* Challenge
Edit the listing from the line containing "The component shall point out each instance of the foliage" through the end of the listing, changing "moat" to "canal" and leaving everything else as it is. Reproduce only those lines.
★ ★ ★ ★ ★ ★ ★
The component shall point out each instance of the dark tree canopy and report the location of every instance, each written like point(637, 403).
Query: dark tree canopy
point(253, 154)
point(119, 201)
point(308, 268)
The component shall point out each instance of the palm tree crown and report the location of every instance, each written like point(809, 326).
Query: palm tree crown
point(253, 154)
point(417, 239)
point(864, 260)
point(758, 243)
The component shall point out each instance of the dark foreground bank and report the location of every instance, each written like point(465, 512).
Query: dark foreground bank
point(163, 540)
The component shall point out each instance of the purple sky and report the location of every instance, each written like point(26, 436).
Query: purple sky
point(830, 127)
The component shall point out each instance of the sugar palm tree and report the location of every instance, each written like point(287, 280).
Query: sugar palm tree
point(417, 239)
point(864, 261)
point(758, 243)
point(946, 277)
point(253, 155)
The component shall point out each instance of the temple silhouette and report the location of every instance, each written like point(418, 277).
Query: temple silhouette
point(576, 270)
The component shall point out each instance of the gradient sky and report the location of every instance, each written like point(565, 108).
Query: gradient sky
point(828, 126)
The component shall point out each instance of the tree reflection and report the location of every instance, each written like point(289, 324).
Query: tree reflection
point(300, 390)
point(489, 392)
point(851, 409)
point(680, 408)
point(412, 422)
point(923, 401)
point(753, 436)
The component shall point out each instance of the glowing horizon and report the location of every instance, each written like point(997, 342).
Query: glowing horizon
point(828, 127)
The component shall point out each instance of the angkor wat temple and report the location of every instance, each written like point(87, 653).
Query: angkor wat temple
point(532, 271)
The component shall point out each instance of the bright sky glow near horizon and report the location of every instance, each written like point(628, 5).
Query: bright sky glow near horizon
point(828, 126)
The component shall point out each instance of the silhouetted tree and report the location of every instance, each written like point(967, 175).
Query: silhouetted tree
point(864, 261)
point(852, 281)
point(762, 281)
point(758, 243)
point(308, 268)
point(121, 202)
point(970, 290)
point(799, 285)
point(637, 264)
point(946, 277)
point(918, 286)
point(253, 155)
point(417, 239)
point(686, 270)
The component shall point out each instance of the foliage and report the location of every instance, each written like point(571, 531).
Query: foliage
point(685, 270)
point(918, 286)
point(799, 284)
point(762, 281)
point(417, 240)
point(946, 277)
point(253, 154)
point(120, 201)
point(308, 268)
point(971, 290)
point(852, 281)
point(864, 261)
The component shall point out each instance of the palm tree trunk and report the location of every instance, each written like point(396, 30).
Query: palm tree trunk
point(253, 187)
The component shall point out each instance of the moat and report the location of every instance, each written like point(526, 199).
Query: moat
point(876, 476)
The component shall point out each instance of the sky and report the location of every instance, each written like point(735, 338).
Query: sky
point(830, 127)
★ ★ ★ ★ ★ ★ ★
* Written response
The component shall point out each instance of the foliage and report the location of every instance, each written like point(571, 531).
Query: foliage
point(685, 270)
point(918, 286)
point(799, 284)
point(762, 281)
point(417, 240)
point(946, 277)
point(253, 154)
point(120, 201)
point(308, 268)
point(971, 290)
point(852, 281)
point(864, 261)
The component shall point out each instance of the palm tree trunk and report the location of every instance, each written like point(396, 30).
Query: palm tree trunk
point(253, 187)
The component shall point out each instance of the canal and report the location of every instance, each written like point(526, 199).
Query: canal
point(876, 476)
The component shall point out each instance of the sky and report the location of every instance, each written like point(735, 338).
Query: sky
point(830, 127)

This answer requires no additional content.